__Aim__: Rewrite the lines from the one containing "Expected: for every instance of the police car rear" through the last line, changing "innermost" to "central" and leaving everything else as it is.

Excerpt from a dataset
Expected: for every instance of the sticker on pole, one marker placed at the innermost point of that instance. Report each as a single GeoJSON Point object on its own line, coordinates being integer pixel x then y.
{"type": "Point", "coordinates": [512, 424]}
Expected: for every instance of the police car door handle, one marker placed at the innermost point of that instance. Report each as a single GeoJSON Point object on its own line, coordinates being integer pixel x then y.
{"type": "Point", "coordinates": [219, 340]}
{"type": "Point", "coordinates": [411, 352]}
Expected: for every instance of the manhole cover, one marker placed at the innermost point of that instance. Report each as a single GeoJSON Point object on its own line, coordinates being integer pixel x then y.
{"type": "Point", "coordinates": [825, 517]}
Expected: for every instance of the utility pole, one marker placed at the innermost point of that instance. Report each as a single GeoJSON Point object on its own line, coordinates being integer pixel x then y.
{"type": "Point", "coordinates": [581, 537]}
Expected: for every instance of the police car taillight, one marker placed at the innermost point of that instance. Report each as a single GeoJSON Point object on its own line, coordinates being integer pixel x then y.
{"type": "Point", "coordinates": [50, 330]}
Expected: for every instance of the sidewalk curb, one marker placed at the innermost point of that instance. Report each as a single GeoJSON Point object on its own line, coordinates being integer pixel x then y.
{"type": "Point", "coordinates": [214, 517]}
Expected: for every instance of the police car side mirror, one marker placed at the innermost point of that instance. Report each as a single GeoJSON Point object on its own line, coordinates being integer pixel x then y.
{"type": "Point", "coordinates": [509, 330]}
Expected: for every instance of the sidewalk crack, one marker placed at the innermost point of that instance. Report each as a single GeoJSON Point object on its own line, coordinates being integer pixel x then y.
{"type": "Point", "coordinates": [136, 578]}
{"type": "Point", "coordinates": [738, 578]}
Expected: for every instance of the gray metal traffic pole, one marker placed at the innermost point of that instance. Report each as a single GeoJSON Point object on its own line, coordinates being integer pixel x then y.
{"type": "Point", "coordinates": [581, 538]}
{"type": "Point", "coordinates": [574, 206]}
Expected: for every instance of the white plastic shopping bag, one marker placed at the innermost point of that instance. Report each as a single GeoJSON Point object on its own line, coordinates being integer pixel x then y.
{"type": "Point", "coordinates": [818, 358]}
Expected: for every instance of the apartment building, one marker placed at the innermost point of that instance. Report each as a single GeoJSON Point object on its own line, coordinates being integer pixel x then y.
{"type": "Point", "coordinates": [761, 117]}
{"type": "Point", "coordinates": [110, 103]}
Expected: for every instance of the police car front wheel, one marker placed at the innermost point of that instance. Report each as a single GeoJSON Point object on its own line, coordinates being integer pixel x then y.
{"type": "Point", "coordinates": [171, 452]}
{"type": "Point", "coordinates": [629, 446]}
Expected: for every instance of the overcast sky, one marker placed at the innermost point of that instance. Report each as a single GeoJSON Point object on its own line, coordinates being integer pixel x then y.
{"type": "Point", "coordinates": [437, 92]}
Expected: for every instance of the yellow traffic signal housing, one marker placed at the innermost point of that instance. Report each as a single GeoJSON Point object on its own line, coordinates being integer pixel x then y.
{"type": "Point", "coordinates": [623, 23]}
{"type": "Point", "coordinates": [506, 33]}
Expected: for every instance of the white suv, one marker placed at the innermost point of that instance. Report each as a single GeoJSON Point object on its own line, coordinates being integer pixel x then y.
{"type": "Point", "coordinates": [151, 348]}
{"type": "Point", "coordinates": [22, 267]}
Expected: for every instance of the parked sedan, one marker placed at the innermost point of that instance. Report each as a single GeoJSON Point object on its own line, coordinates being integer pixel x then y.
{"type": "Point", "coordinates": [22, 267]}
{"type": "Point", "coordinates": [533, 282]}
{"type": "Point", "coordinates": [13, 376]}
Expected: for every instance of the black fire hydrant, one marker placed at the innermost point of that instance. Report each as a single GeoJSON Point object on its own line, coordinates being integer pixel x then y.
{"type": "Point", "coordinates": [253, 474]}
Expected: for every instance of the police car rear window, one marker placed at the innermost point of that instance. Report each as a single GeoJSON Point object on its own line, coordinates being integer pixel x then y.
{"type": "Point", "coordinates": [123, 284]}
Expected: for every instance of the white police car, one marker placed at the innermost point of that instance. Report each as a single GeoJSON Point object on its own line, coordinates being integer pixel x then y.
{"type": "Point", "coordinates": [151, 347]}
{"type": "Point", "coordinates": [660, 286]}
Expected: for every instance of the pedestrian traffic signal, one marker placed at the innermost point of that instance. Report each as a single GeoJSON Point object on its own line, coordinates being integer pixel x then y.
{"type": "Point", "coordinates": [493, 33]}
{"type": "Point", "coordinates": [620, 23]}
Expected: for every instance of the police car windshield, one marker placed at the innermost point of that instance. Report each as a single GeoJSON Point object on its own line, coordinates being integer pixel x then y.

__Solution to this task__:
Expected: for every instance of the police car rear window, one marker placed at the central point of that instance. Report each as a single GeoJSON Point object on its own line, coordinates being integer pixel x then y.
{"type": "Point", "coordinates": [123, 284]}
Expected: for every instance of the white police car, one marker placed at the central point of that instance. Report each as a single GeoJSON Point object on its own line, coordinates being integer pixel x then y.
{"type": "Point", "coordinates": [151, 347]}
{"type": "Point", "coordinates": [660, 286]}
Expected: for every instance of the pedestrian traffic signal, one marker placed at the central point of that instance. Report each as a single GeoJSON Point object on its own line, coordinates being integer pixel x then y.
{"type": "Point", "coordinates": [493, 33]}
{"type": "Point", "coordinates": [620, 23]}
Expected: for every instance of the police car windshield, one marker placed at the central point of that instance. Report each as a single GeoJSON Point object on its own line, coordinates being integer pixel x then y.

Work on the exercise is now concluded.